### Your objective
Copy out every line from the one with "Could you please outline every instance of the red" through the end of the items, requests included. Raise every coordinate in the answers by 23.

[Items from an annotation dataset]
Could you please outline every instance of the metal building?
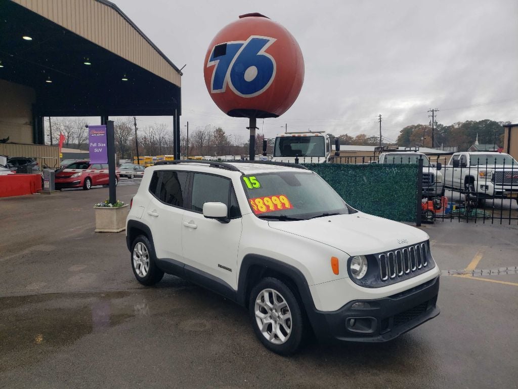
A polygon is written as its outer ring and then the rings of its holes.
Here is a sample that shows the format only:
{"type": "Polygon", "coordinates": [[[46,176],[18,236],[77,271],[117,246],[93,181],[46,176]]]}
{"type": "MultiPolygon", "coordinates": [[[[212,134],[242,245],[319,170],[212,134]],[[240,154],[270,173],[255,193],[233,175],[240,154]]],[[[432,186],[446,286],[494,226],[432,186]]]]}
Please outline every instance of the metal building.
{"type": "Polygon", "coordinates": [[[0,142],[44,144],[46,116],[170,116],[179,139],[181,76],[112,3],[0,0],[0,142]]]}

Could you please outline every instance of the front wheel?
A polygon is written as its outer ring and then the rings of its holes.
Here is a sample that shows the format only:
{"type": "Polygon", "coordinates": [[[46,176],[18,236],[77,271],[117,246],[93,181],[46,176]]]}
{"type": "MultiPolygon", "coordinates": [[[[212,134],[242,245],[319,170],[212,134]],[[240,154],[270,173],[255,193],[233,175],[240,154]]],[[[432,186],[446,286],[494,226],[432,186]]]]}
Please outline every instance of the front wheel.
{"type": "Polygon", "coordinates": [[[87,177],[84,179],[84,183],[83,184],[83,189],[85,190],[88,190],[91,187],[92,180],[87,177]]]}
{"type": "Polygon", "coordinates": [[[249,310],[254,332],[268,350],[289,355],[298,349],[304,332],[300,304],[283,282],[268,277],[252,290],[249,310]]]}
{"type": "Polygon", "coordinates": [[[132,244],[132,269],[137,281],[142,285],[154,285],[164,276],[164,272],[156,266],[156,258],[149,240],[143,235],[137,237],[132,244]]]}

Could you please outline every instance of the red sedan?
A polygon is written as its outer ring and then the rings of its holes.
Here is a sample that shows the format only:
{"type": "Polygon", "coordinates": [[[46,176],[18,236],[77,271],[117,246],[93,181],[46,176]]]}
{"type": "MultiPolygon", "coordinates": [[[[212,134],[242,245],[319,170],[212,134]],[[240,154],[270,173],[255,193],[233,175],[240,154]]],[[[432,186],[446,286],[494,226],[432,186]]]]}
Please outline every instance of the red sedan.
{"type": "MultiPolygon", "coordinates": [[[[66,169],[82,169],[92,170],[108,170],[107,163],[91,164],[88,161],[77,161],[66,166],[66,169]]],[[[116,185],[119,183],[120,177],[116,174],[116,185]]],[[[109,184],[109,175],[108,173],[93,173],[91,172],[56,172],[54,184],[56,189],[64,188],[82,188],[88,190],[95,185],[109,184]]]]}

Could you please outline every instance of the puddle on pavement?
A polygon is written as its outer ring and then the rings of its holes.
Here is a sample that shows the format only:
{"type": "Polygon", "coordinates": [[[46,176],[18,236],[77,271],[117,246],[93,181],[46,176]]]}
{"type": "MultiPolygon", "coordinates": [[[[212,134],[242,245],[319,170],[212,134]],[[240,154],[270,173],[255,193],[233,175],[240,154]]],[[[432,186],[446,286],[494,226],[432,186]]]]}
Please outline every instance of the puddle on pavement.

### Full response
Could you please outline every instance of the red sedan?
A polygon is written as its outer ring and then the rings of its holes.
Here is a sample that shows the format only:
{"type": "Polygon", "coordinates": [[[46,176],[18,236],[77,271],[117,246],[93,181],[46,176]]]}
{"type": "MultiPolygon", "coordinates": [[[[212,134],[242,245],[319,170],[212,134]],[[240,154],[270,173],[255,193],[233,175],[240,154]]],[[[432,186],[446,286],[494,226],[432,186]]]]}
Please outline every instance of the red sedan.
{"type": "MultiPolygon", "coordinates": [[[[89,192],[105,192],[115,193],[131,193],[130,186],[114,187],[111,184],[100,184],[89,189],[89,192]]],[[[139,208],[142,206],[143,200],[139,197],[139,208]]],[[[132,207],[132,198],[131,196],[116,196],[114,195],[79,195],[77,207],[79,212],[87,211],[105,211],[111,213],[118,208],[132,207]]]]}

Could you please outline every instance of the puddle on pavement?
A polygon is written as its outer ring and then the rings of its holes.
Here is a sample that shows the format only:
{"type": "Polygon", "coordinates": [[[46,176],[18,236],[77,271],[117,246],[93,181],[46,176]]]}
{"type": "MultiPolygon", "coordinates": [[[[212,134],[242,245],[319,170],[212,134]],[[240,154],[270,173],[255,193],[233,175],[240,154]]],[[[432,186],[446,286],[494,226],[432,186]]]]}
Please outline every instance of the puddle on pavement.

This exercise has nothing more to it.